(WRITTEN INSTRUCTION A):
Translate this sentence from the laser alignment text into Spanish: "Trimming a resistor on a semiconductor die generally involves several steps."

(SOURCE TEXT):
* * *
CROSS-REFERENCE TO RELATED APPLICATIONS

Not applicable.

STATEMENT REGARDING FEDERALLY SPONSORED RESEARCH OR DEVELOPMENT

Not applicable.

BACKGROUND OF THE INVENTION

1. Field of the Invention

The present invention generally relates to the alignment of a laser. More particularly, the invention relates to a process and structure for aligning a laser used to trim a component on a semiconductor die such as a resistor or metal link. More particularly, the invention relates to an alignment structure that uses surface topology, rather than the reflectivity of different materials, to align a trimming laser.

2. Background Information

Many types of semiconductor dies require some form of laser trimming of one or more electrical components formed on the die. Trimming a component serves to adjust a characteristic of the component to a predetermined value or range of values. One example of a component that is typically trimmed is a resistor. The resistance of a resistor is, in part, a function of its length. Thus, by trimming the length of a resistor, the value of the resistance can be adjusted. Resistors on semiconductor dies typically include one or more fusible links coupling various points on the resistor to a conducting pathway. A resistor's resistance can be adjusted by “blowing” one or more of the fusible links. Blowing a fuse refers to the process of inducing physical damage to the extent the fuse is no longer electrically conductive. A laser is typically used to blow a fuse.

Trimming a resistor on a semiconductor die generally involves several steps. Because variations in the manufacturing process can cause the same resistor on different dies to have slightly different resistances, the first step is to measure the current value of the resistor. Once the resistor is measured, it then can be determined which, if any, of the resistor's fuses need to be blown to change the resistance to the desired value. The laser, however, must be aligned so that it then can be used to locate and blow the fuse. Alignment requires the laser system to identify a predetermined reference point on the die. Once aligned, the laser is then commanded, by computer control, to emit its energy at a precise point on the die at which a target fuse is located. The present disclosure provides an improved mechanism for aligning a laser.
* * *
(WRITTEN INSTRUCTION B):
Retype the listing below exactly as it appears, leaving the picture out of your answer.
* * *
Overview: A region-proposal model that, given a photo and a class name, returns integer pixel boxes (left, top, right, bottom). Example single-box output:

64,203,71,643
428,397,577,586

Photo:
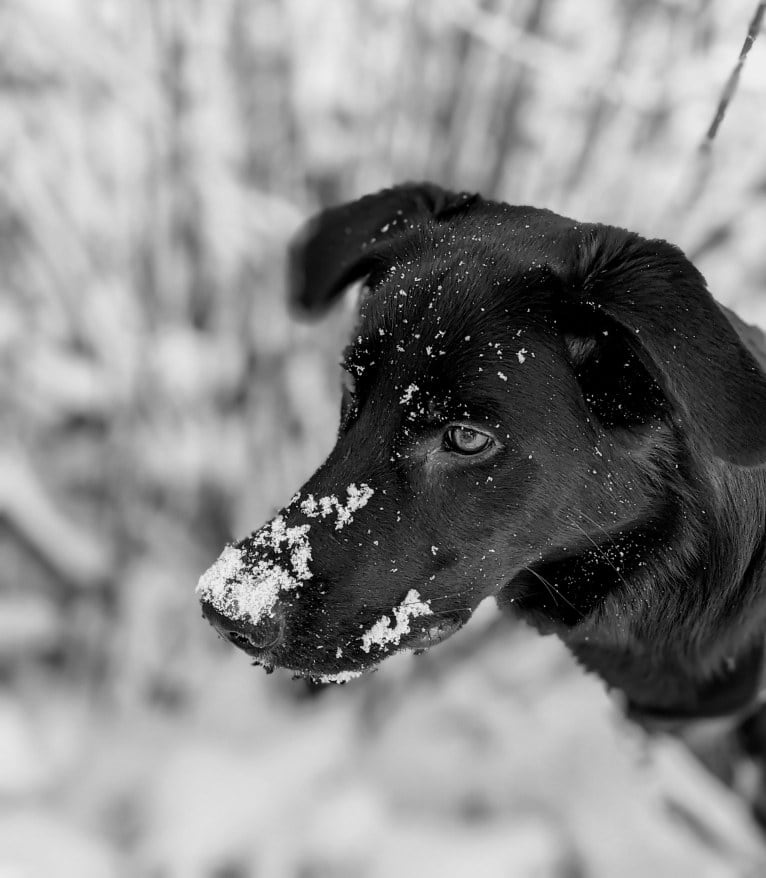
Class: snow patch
316,671,363,683
399,384,420,405
362,588,433,652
* * *
(REPLY A):
Recortar una resistencia en un dado semiconductor por lo general implica varios pasos.

(REPLY B):
Overview: A region-proposal model that, given a photo and a class name, returns integer pixel boxes (left, top, right, bottom). Example single-box output:

64,203,71,643
428,397,577,586

Photo:
Class: snow patch
316,671,363,683
399,384,420,405
362,588,433,652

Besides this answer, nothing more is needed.